>>>>>
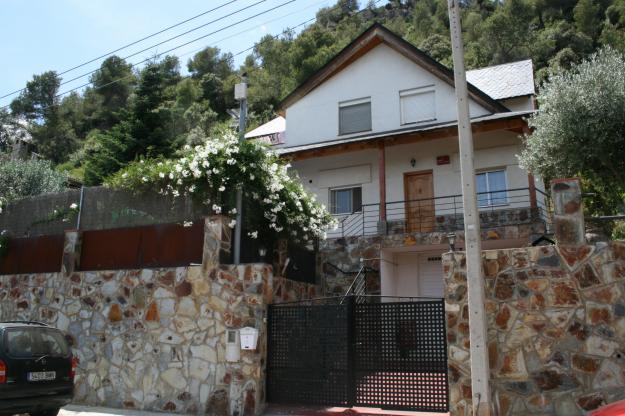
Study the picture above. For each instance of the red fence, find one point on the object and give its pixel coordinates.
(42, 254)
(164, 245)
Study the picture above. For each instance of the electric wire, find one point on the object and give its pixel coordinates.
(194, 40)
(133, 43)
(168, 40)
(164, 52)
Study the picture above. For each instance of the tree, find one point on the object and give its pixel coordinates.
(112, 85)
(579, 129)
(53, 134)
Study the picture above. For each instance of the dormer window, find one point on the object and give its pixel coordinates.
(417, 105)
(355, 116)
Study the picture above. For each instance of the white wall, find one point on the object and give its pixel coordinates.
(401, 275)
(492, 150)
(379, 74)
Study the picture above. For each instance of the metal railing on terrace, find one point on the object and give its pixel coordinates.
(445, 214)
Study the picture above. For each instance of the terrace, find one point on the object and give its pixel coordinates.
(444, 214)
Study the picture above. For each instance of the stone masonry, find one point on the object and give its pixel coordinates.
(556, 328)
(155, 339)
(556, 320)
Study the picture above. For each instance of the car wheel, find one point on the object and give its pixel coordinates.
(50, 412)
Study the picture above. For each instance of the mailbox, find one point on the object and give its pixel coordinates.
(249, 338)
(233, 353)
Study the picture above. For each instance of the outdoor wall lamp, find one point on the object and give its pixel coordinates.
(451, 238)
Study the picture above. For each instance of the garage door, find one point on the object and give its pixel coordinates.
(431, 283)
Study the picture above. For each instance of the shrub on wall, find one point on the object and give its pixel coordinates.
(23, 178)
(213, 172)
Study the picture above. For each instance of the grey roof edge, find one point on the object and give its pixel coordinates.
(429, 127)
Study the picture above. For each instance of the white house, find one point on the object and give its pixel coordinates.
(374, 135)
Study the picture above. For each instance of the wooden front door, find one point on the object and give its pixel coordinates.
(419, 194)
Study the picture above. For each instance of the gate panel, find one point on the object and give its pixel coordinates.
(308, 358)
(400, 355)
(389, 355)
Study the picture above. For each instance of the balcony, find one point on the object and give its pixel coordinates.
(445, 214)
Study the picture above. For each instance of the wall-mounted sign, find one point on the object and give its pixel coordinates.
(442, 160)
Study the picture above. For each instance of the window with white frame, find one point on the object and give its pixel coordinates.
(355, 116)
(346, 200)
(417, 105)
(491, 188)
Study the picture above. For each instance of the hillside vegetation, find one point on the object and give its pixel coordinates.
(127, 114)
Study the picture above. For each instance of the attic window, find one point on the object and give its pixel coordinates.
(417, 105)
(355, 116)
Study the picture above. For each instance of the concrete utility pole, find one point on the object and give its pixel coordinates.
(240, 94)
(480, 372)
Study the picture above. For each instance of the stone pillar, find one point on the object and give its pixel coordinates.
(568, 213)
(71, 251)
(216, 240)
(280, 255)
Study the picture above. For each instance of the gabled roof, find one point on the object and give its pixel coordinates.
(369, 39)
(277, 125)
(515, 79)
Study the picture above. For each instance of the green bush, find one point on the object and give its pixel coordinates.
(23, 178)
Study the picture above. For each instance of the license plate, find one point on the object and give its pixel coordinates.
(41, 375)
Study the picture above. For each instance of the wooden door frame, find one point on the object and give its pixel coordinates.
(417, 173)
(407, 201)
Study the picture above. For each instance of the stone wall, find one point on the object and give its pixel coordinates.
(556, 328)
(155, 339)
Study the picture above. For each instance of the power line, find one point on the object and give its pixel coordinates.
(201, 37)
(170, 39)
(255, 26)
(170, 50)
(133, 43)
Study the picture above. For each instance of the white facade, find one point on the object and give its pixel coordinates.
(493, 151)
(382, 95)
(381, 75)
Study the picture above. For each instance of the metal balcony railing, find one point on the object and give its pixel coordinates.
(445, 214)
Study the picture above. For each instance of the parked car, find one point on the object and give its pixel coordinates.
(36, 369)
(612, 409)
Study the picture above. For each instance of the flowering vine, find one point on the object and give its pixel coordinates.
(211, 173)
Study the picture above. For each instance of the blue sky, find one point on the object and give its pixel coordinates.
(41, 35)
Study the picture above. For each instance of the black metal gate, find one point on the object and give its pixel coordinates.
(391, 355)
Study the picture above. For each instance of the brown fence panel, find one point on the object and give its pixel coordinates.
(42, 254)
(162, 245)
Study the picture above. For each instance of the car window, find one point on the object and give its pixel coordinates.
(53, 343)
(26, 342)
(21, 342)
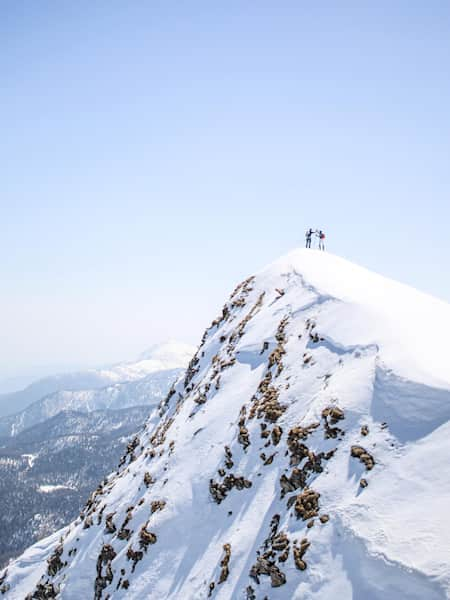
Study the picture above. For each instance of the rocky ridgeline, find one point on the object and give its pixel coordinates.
<<<<<
◆ Short exercise: Swap "pixel coordinates" for "image coordinates" in the entries, starting with the line containing "Study the picture above. For each instance of the brown" and running through the end of the entries, with everything else unchanged. Leave the pictures out of your answer.

◆ Reply to the task:
Study the picture above. For each instance of the brown fence panel, find one point on the object and give its image coordinates.
(42, 254)
(162, 245)
Study the picture above. For each instance of the car window, find one point on the object and give its image coordinates.
(53, 343)
(26, 342)
(21, 342)
Study the picture above. For each instance of the rocky ridgeline, find one point on the object and give its image coordinates.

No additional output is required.